[Point localization data]

|---|

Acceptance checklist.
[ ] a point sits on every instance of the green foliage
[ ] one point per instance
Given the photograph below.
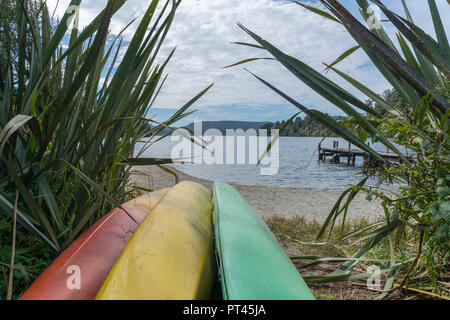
(70, 119)
(414, 114)
(306, 127)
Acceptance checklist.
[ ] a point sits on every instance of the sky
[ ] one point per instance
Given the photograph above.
(203, 31)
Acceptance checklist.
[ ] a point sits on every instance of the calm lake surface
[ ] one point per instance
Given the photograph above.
(298, 165)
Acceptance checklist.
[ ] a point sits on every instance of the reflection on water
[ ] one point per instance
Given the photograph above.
(298, 166)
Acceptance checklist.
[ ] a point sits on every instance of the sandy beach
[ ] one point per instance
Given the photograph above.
(313, 204)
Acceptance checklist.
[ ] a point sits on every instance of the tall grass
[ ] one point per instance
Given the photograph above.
(418, 69)
(70, 118)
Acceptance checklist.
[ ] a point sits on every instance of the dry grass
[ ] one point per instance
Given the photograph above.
(294, 233)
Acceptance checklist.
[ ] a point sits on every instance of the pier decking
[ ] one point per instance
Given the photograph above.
(337, 153)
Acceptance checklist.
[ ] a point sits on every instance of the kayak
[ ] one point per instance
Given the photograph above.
(92, 255)
(170, 256)
(251, 263)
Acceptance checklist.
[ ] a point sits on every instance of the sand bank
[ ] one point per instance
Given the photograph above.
(269, 201)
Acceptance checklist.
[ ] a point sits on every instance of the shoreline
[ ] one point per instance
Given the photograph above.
(312, 204)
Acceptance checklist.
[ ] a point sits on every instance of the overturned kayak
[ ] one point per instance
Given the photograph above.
(170, 256)
(251, 263)
(79, 271)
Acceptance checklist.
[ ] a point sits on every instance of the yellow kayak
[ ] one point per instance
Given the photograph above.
(170, 255)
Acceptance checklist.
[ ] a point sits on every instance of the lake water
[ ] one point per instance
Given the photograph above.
(298, 166)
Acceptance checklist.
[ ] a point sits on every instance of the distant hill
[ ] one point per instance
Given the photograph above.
(227, 124)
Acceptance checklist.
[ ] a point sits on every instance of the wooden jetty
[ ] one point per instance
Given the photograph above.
(337, 153)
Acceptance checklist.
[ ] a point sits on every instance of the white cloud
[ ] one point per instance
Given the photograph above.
(203, 30)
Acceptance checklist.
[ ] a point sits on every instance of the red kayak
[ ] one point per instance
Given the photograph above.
(80, 270)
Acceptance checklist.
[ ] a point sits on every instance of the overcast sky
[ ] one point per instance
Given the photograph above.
(202, 32)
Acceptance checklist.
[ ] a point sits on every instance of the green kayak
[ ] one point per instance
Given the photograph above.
(251, 263)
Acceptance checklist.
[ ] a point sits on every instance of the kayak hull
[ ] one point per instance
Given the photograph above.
(170, 256)
(251, 263)
(92, 255)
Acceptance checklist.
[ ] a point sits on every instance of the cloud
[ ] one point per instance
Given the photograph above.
(202, 32)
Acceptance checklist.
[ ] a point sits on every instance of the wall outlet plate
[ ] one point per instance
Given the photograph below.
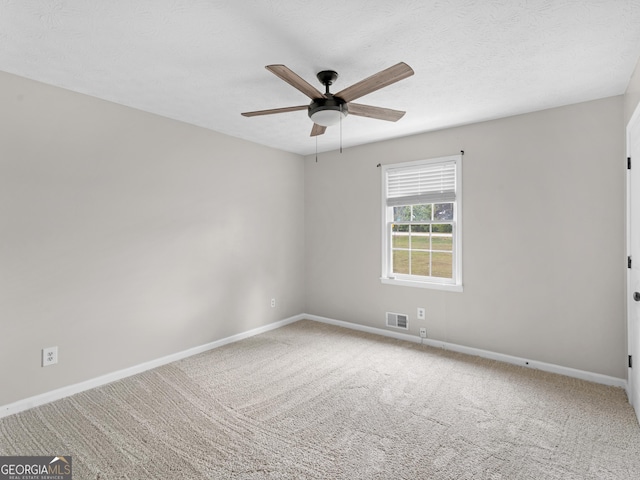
(49, 356)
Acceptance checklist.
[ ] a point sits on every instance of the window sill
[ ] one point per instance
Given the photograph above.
(432, 286)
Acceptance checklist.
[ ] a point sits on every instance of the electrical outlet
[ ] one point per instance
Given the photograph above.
(49, 356)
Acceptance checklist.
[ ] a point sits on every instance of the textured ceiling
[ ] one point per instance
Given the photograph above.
(202, 61)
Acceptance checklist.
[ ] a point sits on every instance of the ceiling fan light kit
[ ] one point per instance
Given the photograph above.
(329, 109)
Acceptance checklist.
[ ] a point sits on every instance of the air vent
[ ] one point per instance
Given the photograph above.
(397, 320)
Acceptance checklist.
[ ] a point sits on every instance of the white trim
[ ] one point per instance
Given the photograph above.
(425, 282)
(546, 367)
(31, 402)
(451, 287)
(35, 401)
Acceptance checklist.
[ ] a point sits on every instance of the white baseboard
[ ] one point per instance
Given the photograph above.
(547, 367)
(21, 405)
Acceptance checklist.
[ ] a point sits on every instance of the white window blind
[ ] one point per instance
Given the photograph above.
(435, 183)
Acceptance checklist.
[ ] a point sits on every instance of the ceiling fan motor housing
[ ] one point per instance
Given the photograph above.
(328, 111)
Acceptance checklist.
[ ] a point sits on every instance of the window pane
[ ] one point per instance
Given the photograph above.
(402, 214)
(399, 236)
(422, 213)
(443, 211)
(420, 237)
(420, 263)
(401, 261)
(442, 265)
(442, 237)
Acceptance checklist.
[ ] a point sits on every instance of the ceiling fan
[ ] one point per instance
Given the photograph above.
(328, 108)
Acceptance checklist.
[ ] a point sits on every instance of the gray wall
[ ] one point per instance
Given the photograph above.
(632, 95)
(125, 236)
(543, 237)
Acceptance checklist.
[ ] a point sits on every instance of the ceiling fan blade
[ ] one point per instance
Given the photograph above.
(317, 130)
(275, 110)
(375, 112)
(295, 81)
(376, 82)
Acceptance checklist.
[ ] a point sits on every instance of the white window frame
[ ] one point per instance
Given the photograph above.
(390, 278)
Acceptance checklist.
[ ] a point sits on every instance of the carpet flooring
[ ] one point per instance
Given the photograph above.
(314, 401)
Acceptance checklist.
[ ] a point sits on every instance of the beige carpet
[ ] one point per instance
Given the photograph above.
(316, 401)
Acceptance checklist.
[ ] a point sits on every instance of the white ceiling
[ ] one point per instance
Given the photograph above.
(202, 61)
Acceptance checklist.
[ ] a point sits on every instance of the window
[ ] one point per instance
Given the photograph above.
(422, 204)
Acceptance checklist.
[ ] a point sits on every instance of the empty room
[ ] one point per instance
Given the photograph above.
(330, 240)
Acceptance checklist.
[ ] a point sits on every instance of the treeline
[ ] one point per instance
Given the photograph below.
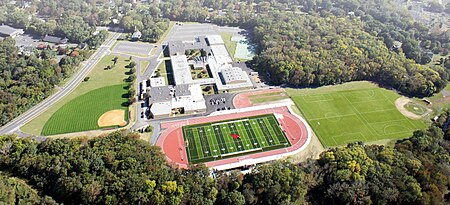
(27, 80)
(121, 169)
(15, 191)
(309, 50)
(321, 42)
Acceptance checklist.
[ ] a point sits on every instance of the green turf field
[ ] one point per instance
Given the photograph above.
(82, 113)
(358, 111)
(213, 141)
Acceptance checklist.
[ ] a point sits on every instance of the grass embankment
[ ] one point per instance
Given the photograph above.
(99, 78)
(357, 111)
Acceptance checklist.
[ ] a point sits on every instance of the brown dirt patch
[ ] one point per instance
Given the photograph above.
(400, 104)
(112, 118)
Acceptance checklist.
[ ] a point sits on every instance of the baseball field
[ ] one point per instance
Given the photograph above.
(83, 112)
(231, 138)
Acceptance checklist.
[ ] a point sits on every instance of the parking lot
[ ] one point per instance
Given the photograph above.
(219, 102)
(133, 48)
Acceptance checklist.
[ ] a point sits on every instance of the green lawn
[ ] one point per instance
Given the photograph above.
(415, 108)
(357, 111)
(214, 141)
(82, 113)
(267, 97)
(231, 45)
(99, 77)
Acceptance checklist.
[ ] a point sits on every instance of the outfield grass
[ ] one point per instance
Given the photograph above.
(213, 141)
(415, 108)
(83, 112)
(357, 111)
(230, 45)
(99, 77)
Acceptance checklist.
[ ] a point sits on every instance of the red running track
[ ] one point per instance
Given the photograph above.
(242, 100)
(172, 143)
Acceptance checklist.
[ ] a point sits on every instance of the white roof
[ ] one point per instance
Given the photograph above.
(233, 74)
(157, 82)
(221, 54)
(181, 70)
(215, 39)
(195, 101)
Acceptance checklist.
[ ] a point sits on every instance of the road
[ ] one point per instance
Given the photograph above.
(38, 109)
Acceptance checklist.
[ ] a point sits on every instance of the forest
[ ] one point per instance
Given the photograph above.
(118, 168)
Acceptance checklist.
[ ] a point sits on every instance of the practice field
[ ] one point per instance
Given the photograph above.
(83, 112)
(358, 111)
(225, 139)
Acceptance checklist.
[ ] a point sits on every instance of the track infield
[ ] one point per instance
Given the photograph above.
(215, 141)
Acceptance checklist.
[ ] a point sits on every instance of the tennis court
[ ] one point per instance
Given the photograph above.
(231, 138)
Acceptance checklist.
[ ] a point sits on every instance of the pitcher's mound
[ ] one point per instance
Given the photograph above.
(112, 118)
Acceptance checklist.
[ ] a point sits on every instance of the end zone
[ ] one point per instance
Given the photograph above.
(296, 128)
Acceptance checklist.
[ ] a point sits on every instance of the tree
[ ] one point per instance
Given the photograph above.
(75, 29)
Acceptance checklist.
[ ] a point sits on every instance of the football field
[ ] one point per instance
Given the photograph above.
(231, 138)
(357, 111)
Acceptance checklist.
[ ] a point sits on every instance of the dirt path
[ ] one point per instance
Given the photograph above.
(400, 104)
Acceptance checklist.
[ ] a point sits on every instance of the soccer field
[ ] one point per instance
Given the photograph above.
(231, 138)
(357, 111)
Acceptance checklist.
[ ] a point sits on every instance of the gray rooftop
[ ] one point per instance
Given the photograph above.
(179, 47)
(182, 90)
(176, 48)
(160, 94)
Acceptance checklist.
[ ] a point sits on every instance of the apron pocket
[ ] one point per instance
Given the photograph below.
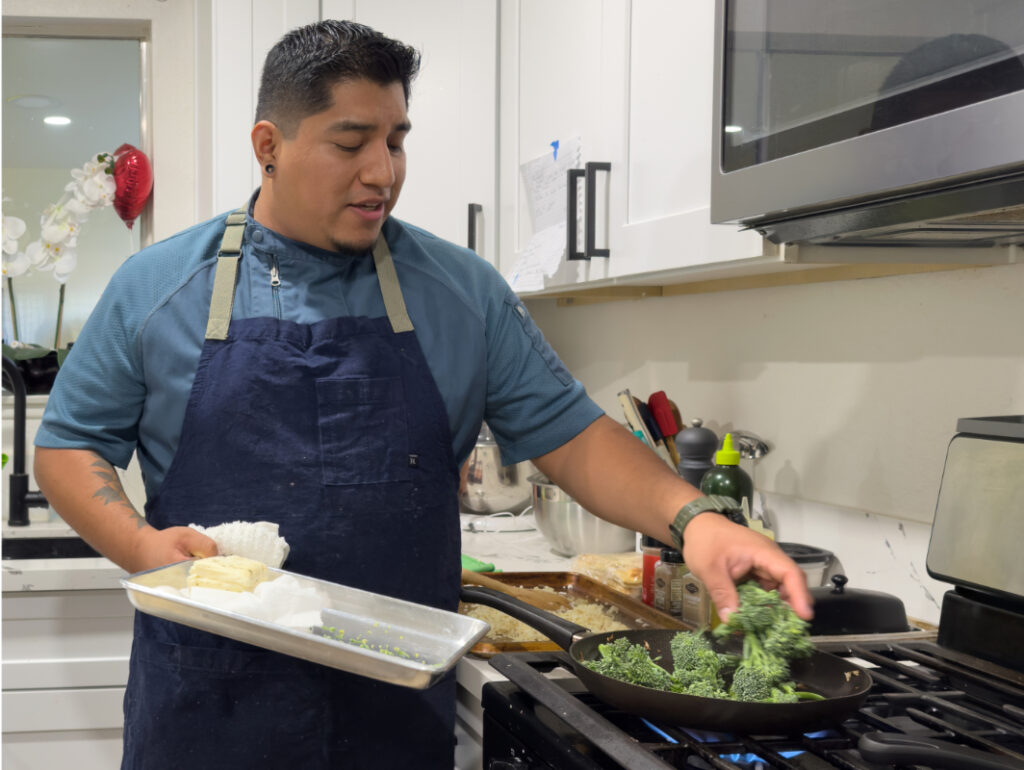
(364, 430)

|---|

#### [What to work on]
Filter the records above for "track" and copy every matching line.

#### [Response box]
[ ] a point sits on every instance of the red running track
[ ] a point sits on every instance of the track infield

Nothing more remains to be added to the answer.